[DIRECTIVE]
Count the lines in the entries below that contain the word "forest". Case matters, so an uppercase letter does not match a lowercase one. Reply with the number alone.

[DATA EXCERPTS]
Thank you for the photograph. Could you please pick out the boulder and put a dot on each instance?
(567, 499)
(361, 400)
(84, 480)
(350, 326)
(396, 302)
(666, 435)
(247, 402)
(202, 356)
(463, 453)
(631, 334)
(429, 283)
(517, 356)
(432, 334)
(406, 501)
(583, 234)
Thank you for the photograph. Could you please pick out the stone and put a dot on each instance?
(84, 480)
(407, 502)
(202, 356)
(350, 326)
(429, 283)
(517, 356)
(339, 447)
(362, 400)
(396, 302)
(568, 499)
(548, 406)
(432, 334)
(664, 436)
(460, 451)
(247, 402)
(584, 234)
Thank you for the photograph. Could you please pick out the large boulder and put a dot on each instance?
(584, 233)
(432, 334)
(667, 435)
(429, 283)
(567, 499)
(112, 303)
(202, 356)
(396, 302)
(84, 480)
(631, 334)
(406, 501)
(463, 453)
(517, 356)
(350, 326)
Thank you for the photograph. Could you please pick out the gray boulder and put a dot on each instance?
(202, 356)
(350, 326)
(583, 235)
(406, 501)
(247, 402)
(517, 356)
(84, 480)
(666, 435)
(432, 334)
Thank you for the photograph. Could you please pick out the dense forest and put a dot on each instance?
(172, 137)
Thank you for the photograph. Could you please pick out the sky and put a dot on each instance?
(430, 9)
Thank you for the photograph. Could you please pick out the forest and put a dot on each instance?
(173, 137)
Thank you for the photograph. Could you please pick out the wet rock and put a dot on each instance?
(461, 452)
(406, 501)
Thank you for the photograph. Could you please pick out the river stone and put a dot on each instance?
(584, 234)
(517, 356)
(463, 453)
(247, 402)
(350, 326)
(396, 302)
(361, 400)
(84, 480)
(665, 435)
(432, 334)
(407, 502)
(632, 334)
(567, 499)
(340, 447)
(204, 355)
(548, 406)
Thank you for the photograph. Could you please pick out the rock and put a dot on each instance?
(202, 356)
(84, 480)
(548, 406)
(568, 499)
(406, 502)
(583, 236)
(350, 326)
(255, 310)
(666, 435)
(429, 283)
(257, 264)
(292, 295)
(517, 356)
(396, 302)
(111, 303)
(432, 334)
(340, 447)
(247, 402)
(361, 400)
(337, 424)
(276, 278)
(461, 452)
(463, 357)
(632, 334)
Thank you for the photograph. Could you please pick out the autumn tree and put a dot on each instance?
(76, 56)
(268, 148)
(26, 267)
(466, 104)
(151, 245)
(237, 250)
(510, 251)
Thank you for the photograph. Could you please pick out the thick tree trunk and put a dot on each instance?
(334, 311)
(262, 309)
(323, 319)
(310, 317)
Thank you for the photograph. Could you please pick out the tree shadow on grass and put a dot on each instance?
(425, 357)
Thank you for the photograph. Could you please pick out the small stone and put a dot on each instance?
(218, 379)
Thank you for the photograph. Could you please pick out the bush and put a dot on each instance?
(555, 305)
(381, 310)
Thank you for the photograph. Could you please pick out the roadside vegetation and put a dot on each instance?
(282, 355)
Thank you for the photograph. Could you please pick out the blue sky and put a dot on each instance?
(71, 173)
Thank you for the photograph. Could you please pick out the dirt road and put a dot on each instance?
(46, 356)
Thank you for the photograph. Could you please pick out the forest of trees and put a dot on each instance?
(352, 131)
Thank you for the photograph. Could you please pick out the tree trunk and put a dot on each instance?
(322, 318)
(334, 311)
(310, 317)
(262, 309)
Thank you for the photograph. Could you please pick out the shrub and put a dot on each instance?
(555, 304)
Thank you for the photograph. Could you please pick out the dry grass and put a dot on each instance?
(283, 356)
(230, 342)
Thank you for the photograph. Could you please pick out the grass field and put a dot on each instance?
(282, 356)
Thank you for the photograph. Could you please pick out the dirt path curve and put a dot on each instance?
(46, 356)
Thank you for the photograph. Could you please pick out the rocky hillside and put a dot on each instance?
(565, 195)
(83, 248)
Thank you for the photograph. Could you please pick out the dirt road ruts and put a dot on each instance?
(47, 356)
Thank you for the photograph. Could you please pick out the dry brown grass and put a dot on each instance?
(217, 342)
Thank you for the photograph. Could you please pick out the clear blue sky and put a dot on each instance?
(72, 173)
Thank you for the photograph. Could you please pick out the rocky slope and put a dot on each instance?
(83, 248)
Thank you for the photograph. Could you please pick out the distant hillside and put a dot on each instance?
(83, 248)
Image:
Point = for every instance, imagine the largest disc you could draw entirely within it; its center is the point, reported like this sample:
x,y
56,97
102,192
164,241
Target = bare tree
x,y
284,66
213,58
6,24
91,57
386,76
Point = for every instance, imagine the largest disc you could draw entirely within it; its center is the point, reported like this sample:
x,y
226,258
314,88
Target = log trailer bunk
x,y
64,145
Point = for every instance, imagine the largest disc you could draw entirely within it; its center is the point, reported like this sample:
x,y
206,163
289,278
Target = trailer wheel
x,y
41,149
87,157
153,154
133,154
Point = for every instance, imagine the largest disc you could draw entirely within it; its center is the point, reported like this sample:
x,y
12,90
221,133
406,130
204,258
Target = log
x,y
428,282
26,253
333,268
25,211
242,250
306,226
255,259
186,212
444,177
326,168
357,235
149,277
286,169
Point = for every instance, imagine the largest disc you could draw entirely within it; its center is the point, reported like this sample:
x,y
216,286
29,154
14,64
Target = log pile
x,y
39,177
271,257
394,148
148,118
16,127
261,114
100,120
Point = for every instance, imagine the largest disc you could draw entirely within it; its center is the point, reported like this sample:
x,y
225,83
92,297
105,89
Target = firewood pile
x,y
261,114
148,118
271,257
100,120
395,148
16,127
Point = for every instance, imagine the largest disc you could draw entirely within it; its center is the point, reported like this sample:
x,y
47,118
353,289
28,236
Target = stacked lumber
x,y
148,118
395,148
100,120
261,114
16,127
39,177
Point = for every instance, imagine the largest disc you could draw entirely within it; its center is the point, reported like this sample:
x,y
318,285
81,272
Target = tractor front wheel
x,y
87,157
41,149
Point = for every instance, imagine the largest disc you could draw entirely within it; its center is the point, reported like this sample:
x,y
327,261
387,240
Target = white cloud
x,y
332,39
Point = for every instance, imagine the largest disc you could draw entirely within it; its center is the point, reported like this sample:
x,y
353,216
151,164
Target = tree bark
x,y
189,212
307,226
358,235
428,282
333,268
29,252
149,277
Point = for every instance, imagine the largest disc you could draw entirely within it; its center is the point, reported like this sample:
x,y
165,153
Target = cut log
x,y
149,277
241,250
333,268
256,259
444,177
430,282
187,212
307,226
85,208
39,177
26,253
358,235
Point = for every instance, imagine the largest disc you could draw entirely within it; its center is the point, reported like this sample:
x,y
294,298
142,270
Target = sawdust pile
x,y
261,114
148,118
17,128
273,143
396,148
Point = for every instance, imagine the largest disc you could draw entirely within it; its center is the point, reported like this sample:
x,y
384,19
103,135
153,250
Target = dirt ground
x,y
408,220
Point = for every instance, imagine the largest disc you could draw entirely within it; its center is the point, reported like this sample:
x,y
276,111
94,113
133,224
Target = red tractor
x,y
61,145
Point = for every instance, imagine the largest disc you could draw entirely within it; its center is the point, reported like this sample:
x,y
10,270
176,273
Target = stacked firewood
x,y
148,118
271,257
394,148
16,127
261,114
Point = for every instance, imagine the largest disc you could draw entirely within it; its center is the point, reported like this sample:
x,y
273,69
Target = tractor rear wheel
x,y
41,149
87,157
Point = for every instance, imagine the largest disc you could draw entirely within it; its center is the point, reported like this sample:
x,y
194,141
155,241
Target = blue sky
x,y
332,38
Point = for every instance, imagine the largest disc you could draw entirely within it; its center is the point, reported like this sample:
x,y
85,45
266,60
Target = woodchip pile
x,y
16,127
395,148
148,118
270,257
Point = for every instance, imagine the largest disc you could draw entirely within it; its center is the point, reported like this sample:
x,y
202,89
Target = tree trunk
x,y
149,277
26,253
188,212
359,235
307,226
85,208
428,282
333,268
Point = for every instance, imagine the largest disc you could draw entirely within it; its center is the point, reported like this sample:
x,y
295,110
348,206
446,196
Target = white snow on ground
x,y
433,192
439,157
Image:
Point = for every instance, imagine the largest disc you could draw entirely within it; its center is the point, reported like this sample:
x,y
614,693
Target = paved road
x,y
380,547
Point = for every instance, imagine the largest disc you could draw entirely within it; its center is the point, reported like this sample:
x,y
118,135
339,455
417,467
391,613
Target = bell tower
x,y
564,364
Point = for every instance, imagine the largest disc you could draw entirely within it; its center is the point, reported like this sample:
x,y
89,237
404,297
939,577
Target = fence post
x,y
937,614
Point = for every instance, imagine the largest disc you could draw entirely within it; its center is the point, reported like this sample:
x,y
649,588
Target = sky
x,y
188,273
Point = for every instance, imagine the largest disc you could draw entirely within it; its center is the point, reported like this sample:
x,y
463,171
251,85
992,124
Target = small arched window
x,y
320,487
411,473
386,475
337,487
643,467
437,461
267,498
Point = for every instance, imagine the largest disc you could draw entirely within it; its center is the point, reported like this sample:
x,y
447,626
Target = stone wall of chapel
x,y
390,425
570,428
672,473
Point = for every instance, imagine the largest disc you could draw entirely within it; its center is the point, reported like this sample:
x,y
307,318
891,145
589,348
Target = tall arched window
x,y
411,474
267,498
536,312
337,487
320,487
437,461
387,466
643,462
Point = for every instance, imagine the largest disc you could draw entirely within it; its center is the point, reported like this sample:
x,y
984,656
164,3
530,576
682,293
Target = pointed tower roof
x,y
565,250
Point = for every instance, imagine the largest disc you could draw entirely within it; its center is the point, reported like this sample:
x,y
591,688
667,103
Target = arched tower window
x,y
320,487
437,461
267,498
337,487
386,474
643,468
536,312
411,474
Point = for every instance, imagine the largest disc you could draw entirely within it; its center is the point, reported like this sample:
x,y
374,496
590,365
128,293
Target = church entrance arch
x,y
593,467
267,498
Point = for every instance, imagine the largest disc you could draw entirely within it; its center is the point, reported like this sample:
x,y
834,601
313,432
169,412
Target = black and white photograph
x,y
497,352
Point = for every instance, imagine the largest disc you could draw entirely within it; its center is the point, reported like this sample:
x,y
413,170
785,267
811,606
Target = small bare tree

[THE RESULT]
3